WORKING DATA

###

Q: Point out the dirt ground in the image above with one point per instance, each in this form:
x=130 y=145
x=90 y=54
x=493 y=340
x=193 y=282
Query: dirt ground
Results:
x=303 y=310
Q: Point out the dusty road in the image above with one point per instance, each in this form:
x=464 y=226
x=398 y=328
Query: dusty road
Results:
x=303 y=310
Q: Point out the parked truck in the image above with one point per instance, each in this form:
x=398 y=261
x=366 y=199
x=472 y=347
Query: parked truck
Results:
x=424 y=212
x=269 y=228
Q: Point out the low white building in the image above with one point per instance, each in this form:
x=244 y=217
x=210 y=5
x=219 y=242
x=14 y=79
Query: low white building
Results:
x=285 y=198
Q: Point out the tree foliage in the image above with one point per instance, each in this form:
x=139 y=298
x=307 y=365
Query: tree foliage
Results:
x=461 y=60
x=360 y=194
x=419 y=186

###

AIM OF THE EXERCISE
All lines from the one containing "Q: Point out the dusty" through the final line of the listing above are to be reproduced exactly; include both and add nothing.

RIGHT ANSWER
Q: Point out the dusty road in the image above with one point per instance, each in this form:
x=464 y=226
x=398 y=328
Query: dusty road
Results:
x=303 y=310
Q: Point out the parked truck in the image above with one point per instance, each in this form:
x=398 y=261
x=366 y=199
x=472 y=347
Query: parked truck
Results:
x=424 y=212
x=269 y=228
Q: Point out the low white building in the image above with one point per instance, each in this form:
x=244 y=217
x=210 y=5
x=219 y=242
x=14 y=79
Query: low white building
Results:
x=285 y=198
Q: Point out the tree foliage in the image above with one point per instance, each in this form:
x=139 y=298
x=307 y=365
Query: tree foliage
Results:
x=461 y=60
x=360 y=194
x=419 y=186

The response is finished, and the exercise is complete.